■ OBJECTIVE ■
Reproduce the passage on the minimal vector table between "Updating Hello Code" and "CIRCUIT!) won’t use.", inclusive, renaming "linker file" to "linker script".

■ DOCUMENT SECTION ■
Updating Hello Code With Minimal Vector Table & Handlers
Between your start up function and the linker file the idea is to defend the expected amount of space at the expected location and fill it with either useful or guaranteed harmless information.
My first example will only specify Cortex-M0+ needed values. Since embedded chips are small it’s not uncommon to not leave space for the features of the chip you know your code (AND CIRCUIT!) won’t use.
.syntax unified
.cpu cortex-m0
.fpu softvfp
.thumb
@ vector_table will be at the top of text, because it is at the top of text
@ and we have no other files.
.text
vector_table:
.word sp_initial_value //edge of stack, set in linker
.word reset_handler //reset handler
.word nmi_handler
.word hard_fault_handler
.word 0//not in M0+
.word 0//not in M0+
.word 0//not in M0+
.word 0//not in M0+
.word 0//not in M0+
.word 0//not in M0+
.word 0//not in M0+
.word svc_handler
.word 0//not in M0+
.word 0//not in M0+
.word pendsv_handler
.word systick_handler
.weakref nmi_handler, default_handler
.weakref hard_fault_handler, default_handler
.weakref svc_handler, default_handler
.weakref pendsv_handler, default_handler
.weakref systick_handler, default_handler
.word default_handler
.thumb_func
default_handler:
ldr r3, =#0x8BADF00D
@ hangs the program.

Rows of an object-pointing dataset
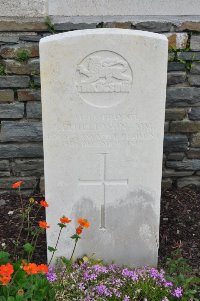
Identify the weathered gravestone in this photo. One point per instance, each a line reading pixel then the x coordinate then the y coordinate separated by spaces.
pixel 103 101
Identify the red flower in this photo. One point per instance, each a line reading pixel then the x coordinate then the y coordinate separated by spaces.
pixel 30 268
pixel 43 225
pixel 42 268
pixel 43 203
pixel 79 230
pixel 65 220
pixel 17 184
pixel 5 273
pixel 83 222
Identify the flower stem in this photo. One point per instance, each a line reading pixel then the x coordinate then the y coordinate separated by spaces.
pixel 55 246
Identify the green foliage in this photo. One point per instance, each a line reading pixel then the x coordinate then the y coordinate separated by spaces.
pixel 22 55
pixel 51 249
pixel 4 257
pixel 34 287
pixel 49 24
pixel 2 69
pixel 180 273
pixel 28 248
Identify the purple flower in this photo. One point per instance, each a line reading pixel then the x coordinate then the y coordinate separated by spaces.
pixel 130 274
pixel 51 276
pixel 102 290
pixel 178 292
pixel 81 286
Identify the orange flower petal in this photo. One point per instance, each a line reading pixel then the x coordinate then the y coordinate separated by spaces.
pixel 17 184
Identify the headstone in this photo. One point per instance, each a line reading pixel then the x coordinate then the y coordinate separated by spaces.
pixel 103 102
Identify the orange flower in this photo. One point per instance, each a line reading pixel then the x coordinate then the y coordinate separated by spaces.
pixel 65 220
pixel 5 273
pixel 43 225
pixel 43 203
pixel 83 222
pixel 42 268
pixel 79 230
pixel 20 292
pixel 5 279
pixel 17 184
pixel 30 268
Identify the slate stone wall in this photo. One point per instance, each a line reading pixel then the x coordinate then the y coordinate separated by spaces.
pixel 21 150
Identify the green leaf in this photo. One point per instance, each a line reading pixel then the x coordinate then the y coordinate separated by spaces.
pixel 65 260
pixel 28 248
pixel 51 249
pixel 4 257
pixel 61 225
pixel 76 237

■ RESPONSE TO THE TASK ■
Updating Hello Code With Minimal Vector Table & Handlers
Between your start up function and the linker script the idea is to defend the expected amount of space at the expected location and fill it with either useful or guaranteed harmless information.
My first example will only specify Cortex-M0+ needed values. Since embedded chips are small it’s not uncommon to not leave space for the features of the chip you know your code (AND CIRCUIT!) won’t use.